→ AIM OF THE EXERCISE
Rewrite the entries from the start through the line containing "[[193, 18], [359, 92]]", inclusive, with every x and y coordinate in the answers shifted by adding 52 and with the pictures omitted.

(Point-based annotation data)
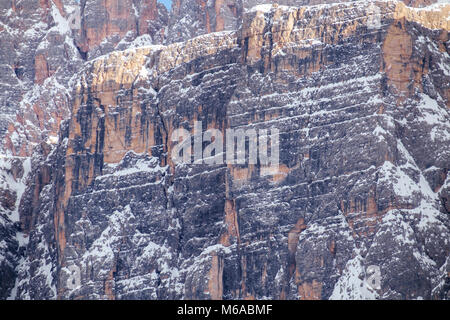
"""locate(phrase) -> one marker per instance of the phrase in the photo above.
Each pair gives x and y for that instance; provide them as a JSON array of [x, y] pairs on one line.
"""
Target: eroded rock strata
[[360, 94]]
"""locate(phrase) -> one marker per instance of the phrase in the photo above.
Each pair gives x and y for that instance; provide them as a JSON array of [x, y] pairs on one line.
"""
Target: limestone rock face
[[193, 18], [359, 92]]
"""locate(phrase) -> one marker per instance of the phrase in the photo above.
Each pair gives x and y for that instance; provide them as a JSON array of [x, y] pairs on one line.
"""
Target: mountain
[[93, 204]]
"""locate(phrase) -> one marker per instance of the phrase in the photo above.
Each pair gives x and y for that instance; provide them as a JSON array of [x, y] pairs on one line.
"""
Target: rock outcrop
[[360, 95]]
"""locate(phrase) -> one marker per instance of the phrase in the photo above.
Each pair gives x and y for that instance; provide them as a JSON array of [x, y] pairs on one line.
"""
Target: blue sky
[[167, 3]]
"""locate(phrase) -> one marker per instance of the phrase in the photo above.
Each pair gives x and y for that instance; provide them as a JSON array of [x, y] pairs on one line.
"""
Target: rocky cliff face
[[359, 93]]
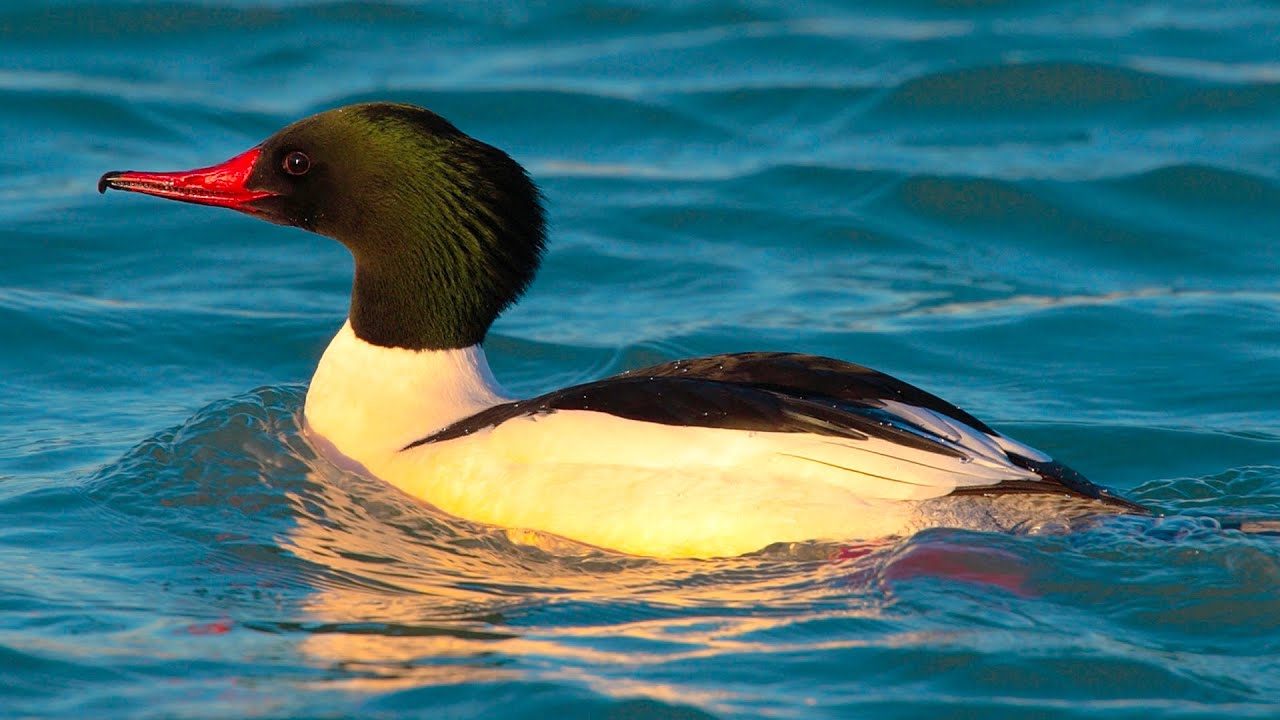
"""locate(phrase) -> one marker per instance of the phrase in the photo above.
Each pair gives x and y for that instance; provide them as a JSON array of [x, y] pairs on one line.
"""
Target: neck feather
[[369, 400]]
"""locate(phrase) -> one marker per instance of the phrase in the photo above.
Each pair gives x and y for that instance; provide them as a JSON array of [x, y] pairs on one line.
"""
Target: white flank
[[630, 486]]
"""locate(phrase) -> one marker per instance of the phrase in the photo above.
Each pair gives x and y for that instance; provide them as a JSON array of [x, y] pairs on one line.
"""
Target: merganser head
[[446, 231]]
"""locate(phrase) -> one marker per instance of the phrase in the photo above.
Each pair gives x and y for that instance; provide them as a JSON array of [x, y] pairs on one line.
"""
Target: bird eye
[[297, 163]]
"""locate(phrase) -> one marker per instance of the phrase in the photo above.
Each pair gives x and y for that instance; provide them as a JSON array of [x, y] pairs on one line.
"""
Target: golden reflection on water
[[414, 598]]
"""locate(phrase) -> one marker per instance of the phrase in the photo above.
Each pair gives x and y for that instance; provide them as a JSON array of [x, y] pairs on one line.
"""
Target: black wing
[[789, 393]]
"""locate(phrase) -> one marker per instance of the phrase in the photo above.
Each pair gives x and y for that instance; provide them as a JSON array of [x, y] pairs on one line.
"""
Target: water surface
[[1060, 215]]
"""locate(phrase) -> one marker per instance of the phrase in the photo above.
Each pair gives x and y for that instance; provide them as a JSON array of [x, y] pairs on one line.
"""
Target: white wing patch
[[689, 491]]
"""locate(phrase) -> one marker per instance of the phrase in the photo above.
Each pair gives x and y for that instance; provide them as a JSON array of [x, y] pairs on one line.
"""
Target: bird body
[[709, 456]]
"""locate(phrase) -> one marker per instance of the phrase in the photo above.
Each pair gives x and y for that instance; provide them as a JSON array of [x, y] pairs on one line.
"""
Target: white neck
[[368, 400]]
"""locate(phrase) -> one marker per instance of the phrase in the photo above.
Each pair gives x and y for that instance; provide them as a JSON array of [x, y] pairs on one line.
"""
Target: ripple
[[1029, 87]]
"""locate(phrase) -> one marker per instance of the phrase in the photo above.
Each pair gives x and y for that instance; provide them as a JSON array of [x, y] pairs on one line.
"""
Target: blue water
[[1061, 215]]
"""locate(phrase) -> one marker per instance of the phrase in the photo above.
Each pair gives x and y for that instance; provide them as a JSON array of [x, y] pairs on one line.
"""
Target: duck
[[696, 458]]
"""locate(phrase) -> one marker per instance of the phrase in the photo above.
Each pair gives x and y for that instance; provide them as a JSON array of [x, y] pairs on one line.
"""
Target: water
[[1060, 215]]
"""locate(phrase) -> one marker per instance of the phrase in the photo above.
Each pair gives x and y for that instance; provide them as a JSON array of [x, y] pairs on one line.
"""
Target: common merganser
[[711, 456]]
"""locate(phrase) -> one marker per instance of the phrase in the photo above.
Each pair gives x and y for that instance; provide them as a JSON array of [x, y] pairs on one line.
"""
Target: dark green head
[[446, 231]]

→ ANSWER FOR THIS EXERCISE
"""locate(phrase) -> one marker per instance of the phrase in the photo above.
Each pair gives x and y for that instance; provide them as a JSON array of [x, y] pairs on one line.
"""
Target: eroded rock strata
[[412, 146]]
"""locate(phrase) -> one marker per instance of the phrase in the photo above.
Each pair gives x and y for that instance; provide them as a JSON array of [x, y] pairs on one line.
"""
Target: limestone rock face
[[245, 70], [411, 144]]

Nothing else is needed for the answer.